Exercise requirements> Every record that follows must be set down word for word.

[Items from a dataset]
■ ■ ■ ■ ■

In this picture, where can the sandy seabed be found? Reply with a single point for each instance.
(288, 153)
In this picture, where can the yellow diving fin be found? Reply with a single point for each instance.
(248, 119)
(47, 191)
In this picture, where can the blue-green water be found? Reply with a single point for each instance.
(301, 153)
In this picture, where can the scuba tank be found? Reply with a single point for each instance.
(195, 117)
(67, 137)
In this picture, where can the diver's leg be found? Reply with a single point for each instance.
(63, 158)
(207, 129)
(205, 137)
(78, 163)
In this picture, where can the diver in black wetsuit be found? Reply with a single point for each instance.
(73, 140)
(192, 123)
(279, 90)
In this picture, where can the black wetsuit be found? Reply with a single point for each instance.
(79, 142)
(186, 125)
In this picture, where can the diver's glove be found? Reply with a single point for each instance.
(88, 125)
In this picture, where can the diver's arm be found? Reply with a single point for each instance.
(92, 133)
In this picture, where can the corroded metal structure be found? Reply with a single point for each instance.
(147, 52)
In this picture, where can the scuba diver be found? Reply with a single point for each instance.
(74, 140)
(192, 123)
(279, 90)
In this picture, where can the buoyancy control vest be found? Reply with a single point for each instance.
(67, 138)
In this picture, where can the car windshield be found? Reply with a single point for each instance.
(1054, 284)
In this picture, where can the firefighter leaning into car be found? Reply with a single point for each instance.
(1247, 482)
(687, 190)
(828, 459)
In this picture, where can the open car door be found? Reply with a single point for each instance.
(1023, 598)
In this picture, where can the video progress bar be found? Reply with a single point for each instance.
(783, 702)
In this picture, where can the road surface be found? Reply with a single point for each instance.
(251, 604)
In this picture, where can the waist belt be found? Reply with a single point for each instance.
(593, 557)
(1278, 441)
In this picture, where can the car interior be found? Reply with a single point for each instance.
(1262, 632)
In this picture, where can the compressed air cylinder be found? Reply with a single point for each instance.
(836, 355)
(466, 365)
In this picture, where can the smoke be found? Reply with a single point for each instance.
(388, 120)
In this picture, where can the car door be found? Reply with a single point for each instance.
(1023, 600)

■ ■ ■ ■ ■

Response to the task>
In this picture, where can the sandy seabed be found? Reply with a single point for each instance.
(288, 153)
In this picture, where can the yellow diving fin be found? Reply with a single point for each instance.
(248, 119)
(47, 191)
In this picture, where can the blue-green water be found? Reply with a single point for each instance.
(301, 153)
In this picture, where can the scuba tank be found? Reply with a single point for each instance.
(195, 117)
(67, 137)
In this picture, where can the diver's leg be found? Reply with a single point for each instance.
(63, 158)
(207, 129)
(205, 137)
(78, 163)
In this picture, where can the diver in black wetsuit be found? Reply with a single point for each instance.
(73, 140)
(192, 123)
(279, 90)
In this picture, where can the black wetsuit be found? Reply with a single point for each instance.
(79, 142)
(186, 125)
In this picture, where can the diver's glove be found? Reply with a single point for each instance.
(88, 125)
In this picture, where can the diver's arm be found? Reply with a single point for each instance.
(92, 133)
In this picture, where can the corroded metal structure be found? Reply with a single point for each instance.
(147, 52)
In this picture, where can the scuba diver be found? Reply with a single point for each instance.
(74, 140)
(192, 123)
(279, 90)
In this picture, where can the buoyancy control vest be found? Reply with a single point for each instance.
(67, 138)
In this picture, where can the car windshield be found? Reply with a single point for each instance.
(1054, 284)
In this picture, where can the firefighter leaning into car be found? Reply with a single point for each instance.
(1247, 482)
(687, 190)
(828, 459)
In this picture, where can the open car door be found? Reply with a single point for each instance.
(1023, 598)
In this picture, where can the video progress bar be found? Reply with a single point for each instance.
(783, 702)
In this picture, where can the road surface be found? Reply with a single point for each instance.
(251, 604)
In this picture, where can the waist belt be found? Reply with a single point for each instance.
(593, 557)
(1278, 441)
In this picture, where can the car interior be found? Reply with a single point for each instance.
(1262, 632)
In this picture, where can the compressed air cylinder be found? Reply with a single point for each instance.
(836, 355)
(466, 365)
In this picture, where can the smoke be found? Reply with a single point for each instance.
(388, 120)
In this picture, where can the car door be found? Reply with a single point for each instance.
(1023, 600)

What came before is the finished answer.